- **Passage to read**:
● ● ●
A CISO Perspective on Broken Access Control

Of the OWASP Top 10, the group of vulnerabilities that keeps me up most at night (and likely every other CISO) is broken access control. It’s at the top of the OWASP Top 10 for a reason.

Broken access control describes a group of vulnerabilities that allow an attacker to access data, move laterally, and escalate privileges. The ability to execute those actions can, in turn, facilitate large-scale data exfiltration and even allow the execution of a successful ransomware attack.

Let’s dive in starting with a top-down view of what broken access control is, why it keeps me up at night, and some of the strategic priorities your organization can pursue to address and mitigate broken access control threats.

What is Broken Access Control?

Broken Access Control

As a CISO, my approach to broken access control is mainly strategic, as opposed to tactical. I support my team in providing standards and the ability to enforce those standards.
● ● ●
- **Provided entries**:
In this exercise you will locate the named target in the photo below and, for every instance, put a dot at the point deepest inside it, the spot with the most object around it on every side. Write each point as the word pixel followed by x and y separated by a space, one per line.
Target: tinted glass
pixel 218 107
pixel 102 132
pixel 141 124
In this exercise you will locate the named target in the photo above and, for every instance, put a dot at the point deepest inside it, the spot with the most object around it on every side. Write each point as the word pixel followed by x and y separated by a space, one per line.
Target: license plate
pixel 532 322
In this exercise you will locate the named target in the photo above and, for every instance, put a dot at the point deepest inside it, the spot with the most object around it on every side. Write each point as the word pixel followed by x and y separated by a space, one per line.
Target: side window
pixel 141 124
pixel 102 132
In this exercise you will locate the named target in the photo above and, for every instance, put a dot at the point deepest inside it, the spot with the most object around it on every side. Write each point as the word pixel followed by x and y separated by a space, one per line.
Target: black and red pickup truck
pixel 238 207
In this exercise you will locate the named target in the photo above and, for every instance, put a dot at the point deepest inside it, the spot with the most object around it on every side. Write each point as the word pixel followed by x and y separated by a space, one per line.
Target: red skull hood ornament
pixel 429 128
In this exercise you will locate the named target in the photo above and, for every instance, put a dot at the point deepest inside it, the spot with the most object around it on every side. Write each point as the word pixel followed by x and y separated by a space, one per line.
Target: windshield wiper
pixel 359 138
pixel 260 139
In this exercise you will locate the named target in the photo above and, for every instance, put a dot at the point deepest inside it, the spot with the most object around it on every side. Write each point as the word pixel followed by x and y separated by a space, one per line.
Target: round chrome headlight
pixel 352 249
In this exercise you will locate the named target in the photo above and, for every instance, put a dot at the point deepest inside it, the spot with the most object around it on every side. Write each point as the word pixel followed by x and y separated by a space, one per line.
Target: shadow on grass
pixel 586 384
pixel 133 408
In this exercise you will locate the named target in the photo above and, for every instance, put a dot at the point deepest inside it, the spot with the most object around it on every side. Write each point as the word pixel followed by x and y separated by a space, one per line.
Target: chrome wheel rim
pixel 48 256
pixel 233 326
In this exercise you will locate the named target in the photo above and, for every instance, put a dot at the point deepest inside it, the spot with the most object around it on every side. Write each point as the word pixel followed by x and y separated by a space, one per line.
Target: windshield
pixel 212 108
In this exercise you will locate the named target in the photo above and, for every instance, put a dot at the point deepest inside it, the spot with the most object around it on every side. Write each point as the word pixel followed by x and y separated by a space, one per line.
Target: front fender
● ● ●
- **Required tasks**:
1) Where does broken access control rank in the OWASP Top 10, according to the text on broken access control?
2) Reproduce the records from their beginning through the line containing "pixel 532 322", with that line included.

- **Task responses**:
1) It is at the top of the OWASP Top 10.

2)
In this exercise you will locate the named target in the photo below and, for every instance, put a dot at the point deepest inside it, the spot with the most object around it on every side. Write each point as the word pixel followed by x and y separated by a space, one per line.
Target: tinted glass
pixel 218 107
pixel 102 132
pixel 141 124
In this exercise you will locate the named target in the photo above and, for every instance, put a dot at the point deepest inside it, the spot with the most object around it on every side. Write each point as the word pixel followed by x and y separated by a space, one per line.
Target: license plate
pixel 532 322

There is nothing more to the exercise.